- [Set task]: Reproduce every one of the entries below word for word, line by line, without changing anything.

## begin Items

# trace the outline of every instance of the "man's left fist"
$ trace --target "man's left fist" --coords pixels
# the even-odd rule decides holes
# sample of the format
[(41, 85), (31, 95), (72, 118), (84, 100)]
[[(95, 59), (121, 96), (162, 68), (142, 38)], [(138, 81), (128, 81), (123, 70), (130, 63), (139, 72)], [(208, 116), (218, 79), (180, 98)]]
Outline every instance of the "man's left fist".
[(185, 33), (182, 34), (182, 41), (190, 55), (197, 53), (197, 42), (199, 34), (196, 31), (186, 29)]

## end Items

- [Reply]:
# trace the outline of every instance of the "man's left fist"
$ trace --target "man's left fist" --coords pixels
# the even-odd rule decides holes
# sample of the format
[(41, 85), (31, 95), (72, 118), (84, 100)]
[[(95, 59), (121, 96), (162, 68), (142, 38)], [(138, 81), (128, 81), (123, 70), (130, 63), (139, 72)], [(208, 116), (218, 79), (180, 98)]]
Outline every instance of the "man's left fist".
[(185, 33), (182, 34), (182, 41), (190, 55), (197, 53), (197, 42), (199, 34), (196, 31), (186, 29)]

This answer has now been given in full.